SUPPLIED TEXT:
=====

(ABC4) – What makes life meaningful for people? Is it money or material wealth? Or is it being able to do things like travel or work? A study from the Pew Research Center looks at the things that people say, in advanced economies, make their lives meaningful.
The study surveyed roughly 19,000 adults in 17 nations, including Canada, Belgium, Spain, Singapore, Australia, and the United States.
Researchers from the study found that the predominant thing that people said makes life meaningful for them is family. Participants in 14 of the 17 nations responded by saying that families made their lives meaningful more than any other factor.
“Highlighting their relationships with parents, siblings, children, and grandchildren, people frequently mention quality time spent with their kinfolk, the pride they get from the accomplishments of their relatives and even the desire to live a life that leaves an improved world for their offspring,” the report from Pew Research said.
Over half of respondents in the United States said that family was a source for meaning in their life. Jobs were also considered one of the top three sources of meaningfulness in life, according to the Pew study. With family being the top, the second and third were jobs and material well-being.
However, the emphasis on jobs as a source of meaningfulness in life varied from country to country. In Italy, 43% of people surveyed said a job gave their life meaning but in South Korea, only 6% of people said a job was a source of meaningfulness in their life.
The bottom three things that participants said made life meaningful were retirement, faith and religion, and pets.
In the United States, the ranking for what makes life meaningful for people surveyed were, in order: family, friends, material well-being, occupation, and faith.

=====

WHAT THE EXERCISE ASKS:
Answer these questions about the article, one per line:
1. Roughly how many adults did the Pew study survey, and in how many nations?
2. What percentage of people surveyed in Italy said a job gave their life meaning?
3. What three things did participants rank at the bottom as sources of meaning?
The entries have no role in this exercise.

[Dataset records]

=====

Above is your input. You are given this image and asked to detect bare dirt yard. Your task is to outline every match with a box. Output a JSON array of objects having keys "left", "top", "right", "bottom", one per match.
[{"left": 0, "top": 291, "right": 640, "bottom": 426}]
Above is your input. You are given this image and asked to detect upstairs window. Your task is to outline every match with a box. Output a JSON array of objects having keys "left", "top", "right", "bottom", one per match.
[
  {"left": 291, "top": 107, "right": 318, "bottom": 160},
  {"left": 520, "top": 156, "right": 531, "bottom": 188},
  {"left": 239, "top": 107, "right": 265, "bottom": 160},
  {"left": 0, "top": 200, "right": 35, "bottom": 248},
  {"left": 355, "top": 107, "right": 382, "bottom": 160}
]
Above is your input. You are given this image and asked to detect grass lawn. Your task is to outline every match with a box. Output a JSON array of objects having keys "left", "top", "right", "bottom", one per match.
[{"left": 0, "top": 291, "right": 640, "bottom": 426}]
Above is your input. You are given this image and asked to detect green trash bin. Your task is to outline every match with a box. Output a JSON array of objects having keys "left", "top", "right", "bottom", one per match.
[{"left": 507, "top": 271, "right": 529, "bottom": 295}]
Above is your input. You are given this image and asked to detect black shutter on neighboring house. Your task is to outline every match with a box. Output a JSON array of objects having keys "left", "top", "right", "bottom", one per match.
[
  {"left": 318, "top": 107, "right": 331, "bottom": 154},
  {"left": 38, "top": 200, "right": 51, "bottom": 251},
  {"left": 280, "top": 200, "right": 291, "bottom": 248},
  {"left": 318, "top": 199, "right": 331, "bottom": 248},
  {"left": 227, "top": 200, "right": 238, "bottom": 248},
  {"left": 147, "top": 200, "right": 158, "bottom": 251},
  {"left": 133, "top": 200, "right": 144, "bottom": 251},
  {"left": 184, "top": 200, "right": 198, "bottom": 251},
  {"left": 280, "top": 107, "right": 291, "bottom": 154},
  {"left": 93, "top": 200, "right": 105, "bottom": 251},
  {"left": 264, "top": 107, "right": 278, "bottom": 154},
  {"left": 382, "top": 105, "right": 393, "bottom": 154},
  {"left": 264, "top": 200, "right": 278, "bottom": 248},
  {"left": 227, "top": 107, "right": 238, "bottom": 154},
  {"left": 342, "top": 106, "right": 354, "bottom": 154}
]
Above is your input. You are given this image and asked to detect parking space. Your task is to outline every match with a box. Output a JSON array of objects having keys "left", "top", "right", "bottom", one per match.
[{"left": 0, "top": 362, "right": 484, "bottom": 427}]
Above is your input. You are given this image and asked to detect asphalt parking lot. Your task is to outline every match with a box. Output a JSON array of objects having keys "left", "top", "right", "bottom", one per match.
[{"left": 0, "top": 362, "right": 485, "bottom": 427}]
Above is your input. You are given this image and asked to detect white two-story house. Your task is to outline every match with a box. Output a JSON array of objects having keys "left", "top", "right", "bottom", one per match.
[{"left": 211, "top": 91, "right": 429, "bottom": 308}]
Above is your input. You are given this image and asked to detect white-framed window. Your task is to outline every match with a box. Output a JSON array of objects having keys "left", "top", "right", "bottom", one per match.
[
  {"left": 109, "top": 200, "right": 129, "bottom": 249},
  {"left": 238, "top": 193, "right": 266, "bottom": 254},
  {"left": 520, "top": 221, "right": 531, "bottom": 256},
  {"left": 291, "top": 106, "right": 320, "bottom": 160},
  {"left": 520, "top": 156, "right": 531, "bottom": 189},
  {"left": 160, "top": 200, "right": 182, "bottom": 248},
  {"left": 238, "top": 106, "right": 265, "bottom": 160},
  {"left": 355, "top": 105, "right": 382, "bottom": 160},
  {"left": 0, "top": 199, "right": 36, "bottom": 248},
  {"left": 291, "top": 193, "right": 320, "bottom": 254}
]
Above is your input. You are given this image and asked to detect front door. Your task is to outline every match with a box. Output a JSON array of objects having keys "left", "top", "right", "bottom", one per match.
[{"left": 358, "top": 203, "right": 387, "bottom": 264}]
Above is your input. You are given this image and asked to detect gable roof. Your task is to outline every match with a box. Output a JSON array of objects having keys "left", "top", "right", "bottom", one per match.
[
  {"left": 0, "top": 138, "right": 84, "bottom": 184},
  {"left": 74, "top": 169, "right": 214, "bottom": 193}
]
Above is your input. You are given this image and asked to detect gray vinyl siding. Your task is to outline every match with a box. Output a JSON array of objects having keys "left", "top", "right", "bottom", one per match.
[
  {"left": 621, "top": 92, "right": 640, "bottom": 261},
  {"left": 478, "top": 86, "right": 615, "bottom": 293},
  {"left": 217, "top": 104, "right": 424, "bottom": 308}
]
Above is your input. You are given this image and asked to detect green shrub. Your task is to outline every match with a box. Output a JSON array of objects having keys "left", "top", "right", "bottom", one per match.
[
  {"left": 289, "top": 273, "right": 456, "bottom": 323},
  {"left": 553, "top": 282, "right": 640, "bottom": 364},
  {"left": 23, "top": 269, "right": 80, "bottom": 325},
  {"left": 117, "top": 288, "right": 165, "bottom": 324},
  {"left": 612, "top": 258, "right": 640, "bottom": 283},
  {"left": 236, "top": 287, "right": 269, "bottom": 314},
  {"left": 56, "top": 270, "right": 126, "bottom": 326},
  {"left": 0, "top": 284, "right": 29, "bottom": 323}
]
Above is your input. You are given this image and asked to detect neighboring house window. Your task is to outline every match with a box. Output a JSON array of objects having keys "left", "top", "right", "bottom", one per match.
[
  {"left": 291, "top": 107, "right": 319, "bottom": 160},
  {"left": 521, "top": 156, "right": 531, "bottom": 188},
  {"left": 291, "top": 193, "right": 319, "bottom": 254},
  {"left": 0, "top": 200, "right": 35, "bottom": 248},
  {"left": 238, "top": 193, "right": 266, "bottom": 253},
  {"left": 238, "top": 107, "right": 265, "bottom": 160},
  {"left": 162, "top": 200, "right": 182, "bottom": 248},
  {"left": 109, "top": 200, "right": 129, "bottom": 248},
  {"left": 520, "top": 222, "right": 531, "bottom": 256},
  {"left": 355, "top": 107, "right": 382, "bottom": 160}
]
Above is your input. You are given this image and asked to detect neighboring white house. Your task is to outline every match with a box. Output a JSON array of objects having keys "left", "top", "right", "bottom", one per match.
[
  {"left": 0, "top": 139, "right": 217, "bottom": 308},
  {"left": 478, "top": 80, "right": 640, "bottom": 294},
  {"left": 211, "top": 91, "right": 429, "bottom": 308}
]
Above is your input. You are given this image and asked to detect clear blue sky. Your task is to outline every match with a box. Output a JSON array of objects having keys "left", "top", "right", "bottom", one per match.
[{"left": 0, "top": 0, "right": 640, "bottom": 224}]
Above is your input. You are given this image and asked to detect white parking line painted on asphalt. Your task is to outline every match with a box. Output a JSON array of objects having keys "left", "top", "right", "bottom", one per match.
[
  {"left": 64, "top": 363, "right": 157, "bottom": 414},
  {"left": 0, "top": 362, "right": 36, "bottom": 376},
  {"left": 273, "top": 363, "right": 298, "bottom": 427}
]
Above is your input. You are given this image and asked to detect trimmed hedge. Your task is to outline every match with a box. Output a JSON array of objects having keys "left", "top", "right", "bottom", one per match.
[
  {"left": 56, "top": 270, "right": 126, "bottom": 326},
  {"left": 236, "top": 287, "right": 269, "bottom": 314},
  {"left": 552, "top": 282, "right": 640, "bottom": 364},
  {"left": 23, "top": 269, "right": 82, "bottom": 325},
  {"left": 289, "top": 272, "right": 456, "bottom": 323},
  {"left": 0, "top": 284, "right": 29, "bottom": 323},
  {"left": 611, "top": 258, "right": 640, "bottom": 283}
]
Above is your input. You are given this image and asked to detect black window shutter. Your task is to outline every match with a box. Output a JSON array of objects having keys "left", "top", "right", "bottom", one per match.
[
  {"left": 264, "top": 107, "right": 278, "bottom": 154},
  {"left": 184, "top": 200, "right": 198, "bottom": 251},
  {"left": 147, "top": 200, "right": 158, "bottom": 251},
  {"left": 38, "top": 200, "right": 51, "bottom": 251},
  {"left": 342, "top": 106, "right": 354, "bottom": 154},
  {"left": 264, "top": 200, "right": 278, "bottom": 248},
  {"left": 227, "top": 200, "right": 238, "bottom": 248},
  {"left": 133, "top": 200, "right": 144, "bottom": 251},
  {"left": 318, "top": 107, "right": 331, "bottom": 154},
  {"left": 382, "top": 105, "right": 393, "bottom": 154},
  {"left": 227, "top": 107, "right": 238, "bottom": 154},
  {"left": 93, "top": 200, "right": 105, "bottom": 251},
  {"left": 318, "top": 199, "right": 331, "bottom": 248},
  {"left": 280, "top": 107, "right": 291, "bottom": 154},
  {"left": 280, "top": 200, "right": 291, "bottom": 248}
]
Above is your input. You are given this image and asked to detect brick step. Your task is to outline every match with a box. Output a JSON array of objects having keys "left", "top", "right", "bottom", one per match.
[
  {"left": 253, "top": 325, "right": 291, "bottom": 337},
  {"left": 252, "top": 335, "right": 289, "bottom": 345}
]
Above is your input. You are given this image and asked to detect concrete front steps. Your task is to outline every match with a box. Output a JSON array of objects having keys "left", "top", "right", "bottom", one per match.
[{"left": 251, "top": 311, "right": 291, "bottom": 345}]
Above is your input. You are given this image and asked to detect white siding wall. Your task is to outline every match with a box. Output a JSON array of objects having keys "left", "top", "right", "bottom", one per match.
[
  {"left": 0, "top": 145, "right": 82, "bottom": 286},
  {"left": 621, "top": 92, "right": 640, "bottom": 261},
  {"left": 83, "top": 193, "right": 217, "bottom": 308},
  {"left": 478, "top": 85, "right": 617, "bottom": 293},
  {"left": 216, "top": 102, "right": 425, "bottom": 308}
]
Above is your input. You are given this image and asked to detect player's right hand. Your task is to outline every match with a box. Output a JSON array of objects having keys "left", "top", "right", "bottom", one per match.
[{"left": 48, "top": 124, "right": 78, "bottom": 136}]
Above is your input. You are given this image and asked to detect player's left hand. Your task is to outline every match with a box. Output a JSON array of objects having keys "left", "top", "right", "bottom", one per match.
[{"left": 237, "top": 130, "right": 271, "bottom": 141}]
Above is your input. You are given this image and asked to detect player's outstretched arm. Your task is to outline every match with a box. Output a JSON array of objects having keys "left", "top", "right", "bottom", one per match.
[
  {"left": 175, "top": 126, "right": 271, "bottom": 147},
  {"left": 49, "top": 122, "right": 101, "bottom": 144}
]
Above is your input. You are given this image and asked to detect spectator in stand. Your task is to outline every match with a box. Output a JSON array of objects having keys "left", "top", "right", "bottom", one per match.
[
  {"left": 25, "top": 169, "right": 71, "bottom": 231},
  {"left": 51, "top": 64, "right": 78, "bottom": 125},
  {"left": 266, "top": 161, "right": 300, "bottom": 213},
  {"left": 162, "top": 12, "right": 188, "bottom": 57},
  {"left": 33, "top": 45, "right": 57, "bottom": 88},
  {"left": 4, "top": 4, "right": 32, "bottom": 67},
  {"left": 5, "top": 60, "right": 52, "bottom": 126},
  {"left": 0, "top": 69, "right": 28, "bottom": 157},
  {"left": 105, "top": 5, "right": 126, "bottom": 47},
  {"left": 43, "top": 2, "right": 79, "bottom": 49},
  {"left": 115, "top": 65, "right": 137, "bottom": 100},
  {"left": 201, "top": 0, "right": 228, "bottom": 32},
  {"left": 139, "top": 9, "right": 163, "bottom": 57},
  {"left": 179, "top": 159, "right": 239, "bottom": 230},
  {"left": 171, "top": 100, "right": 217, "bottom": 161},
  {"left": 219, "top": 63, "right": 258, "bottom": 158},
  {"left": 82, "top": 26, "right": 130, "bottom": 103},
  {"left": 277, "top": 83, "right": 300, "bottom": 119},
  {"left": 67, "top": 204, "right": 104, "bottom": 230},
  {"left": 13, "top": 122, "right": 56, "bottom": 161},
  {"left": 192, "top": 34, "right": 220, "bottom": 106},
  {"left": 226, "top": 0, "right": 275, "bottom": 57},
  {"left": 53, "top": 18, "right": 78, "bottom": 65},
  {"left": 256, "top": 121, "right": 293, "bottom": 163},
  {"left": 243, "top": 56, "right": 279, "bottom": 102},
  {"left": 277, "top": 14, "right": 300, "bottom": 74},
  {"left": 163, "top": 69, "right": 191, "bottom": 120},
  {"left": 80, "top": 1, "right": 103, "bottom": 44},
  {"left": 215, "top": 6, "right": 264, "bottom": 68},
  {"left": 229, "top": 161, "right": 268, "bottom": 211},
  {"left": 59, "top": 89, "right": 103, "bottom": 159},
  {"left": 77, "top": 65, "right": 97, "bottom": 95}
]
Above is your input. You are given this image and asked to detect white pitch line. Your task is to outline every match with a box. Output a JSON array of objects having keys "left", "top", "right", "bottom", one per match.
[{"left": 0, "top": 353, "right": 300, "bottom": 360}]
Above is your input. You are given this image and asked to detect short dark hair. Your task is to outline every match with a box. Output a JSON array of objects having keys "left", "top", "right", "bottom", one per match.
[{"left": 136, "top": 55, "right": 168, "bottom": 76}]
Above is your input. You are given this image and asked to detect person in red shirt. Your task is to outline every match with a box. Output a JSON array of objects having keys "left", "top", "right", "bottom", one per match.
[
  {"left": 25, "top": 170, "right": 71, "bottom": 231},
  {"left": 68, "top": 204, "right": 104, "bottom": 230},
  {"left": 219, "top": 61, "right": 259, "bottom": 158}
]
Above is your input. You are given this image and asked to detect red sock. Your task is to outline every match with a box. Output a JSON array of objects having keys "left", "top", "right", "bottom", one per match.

=====

FINAL ANSWER:
1. Roughly 19,000 adults in 17 nations.
2. 43%.
3. Retirement, faith and religion, and pets.